--- Work to be completed ---
Exactly as given, repeat all of the entries.

--- Given data ---
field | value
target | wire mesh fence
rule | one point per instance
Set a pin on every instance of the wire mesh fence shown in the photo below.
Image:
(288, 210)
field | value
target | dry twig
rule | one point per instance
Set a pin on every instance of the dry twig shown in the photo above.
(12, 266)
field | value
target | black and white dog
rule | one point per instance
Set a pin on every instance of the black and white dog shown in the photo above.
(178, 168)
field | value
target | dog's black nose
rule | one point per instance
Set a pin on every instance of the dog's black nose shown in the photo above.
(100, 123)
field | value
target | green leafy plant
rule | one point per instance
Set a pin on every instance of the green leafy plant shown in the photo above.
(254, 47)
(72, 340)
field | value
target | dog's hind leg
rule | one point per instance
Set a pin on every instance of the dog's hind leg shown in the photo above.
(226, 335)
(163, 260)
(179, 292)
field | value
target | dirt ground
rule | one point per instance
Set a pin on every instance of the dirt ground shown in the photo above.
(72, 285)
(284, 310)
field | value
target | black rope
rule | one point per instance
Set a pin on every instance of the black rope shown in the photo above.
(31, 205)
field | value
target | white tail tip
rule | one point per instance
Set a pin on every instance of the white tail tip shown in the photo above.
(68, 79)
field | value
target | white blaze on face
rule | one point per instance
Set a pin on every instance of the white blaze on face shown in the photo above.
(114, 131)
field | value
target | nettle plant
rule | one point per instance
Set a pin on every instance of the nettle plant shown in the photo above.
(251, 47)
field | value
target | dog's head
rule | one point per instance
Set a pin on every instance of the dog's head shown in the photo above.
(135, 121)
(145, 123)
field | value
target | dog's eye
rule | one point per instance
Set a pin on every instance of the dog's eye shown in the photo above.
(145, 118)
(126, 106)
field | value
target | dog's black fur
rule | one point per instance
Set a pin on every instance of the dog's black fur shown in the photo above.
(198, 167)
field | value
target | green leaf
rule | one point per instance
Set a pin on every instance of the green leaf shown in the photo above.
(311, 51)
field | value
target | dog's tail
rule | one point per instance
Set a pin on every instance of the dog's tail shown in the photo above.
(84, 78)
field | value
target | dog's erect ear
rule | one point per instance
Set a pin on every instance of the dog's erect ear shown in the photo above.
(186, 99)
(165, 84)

--- Full response ---
field | value
target | wire mesh fence
rule | one point per instance
Set a pin on every instance of the wire mesh fence shown in the photo below.
Image:
(288, 210)
field | value
target | dry twig
rule | one point per instance
Set a pin on every instance of the dry twig shown in the photo above.
(12, 266)
field | value
target | black and white dog
rule | one point per instance
Set a pin on every instance of the black and white dog shown in the photo above.
(178, 168)
field | value
target | dog's black nose
rule | one point per instance
Set a pin on every instance of the dog's black nose shown in the photo above.
(100, 123)
field | value
target | green leafy plant
rule | one point per instance
Set a pin on every instance of the green leafy plant shown in the photo above.
(254, 47)
(72, 340)
field | value
target | dog's hind leg
rule | one point per instance
Set a pin on every instance of the dog's hind leg shown in the photo above.
(226, 335)
(163, 260)
(179, 292)
field | value
target | dirt ground
rule | one point per instance
Set a pin on every instance of the dirt ground shown in the photo above.
(72, 285)
(284, 310)
field | value
target | black rope
rule | one point per instance
Set a pin on every instance of the black rope shown in the photo above.
(31, 205)
field | value
target | white tail tip
rule | one point per instance
Set a pin on every instance of the white tail tip shown in the photo above.
(68, 79)
field | value
target | white blaze on face
rule | one point per instance
Set a pin on every instance of the white blaze on face shown in the photo above.
(114, 131)
field | value
target | nettle plant
rule | one point per instance
Set a pin on every instance of the nettle plant shown in the photo above.
(251, 47)
field | value
target | dog's head
rule | one point per instance
Set a pin on every instance of the dog's head shown in the photo above.
(135, 121)
(145, 123)
field | value
target | dog's eye
rule | one point per instance
Set a pin on every instance of the dog's eye shown in the photo above.
(145, 118)
(126, 106)
field | value
target | dog's black fur
rule | one point per instance
Set a pin on every instance of the dog's black fur shown in the photo above.
(198, 167)
field | value
target | green leaf
rule | one point per instance
Set a pin on every instance of the green leaf shown in the photo above.
(311, 51)
field | value
target | dog's tail
rule | one point per instance
Set a pin on every instance of the dog's tail shown in the photo above.
(84, 78)
field | value
target | dog's erect ear
rule | one point per instance
Set a pin on every instance of the dog's erect ear shown in the photo above.
(186, 99)
(165, 84)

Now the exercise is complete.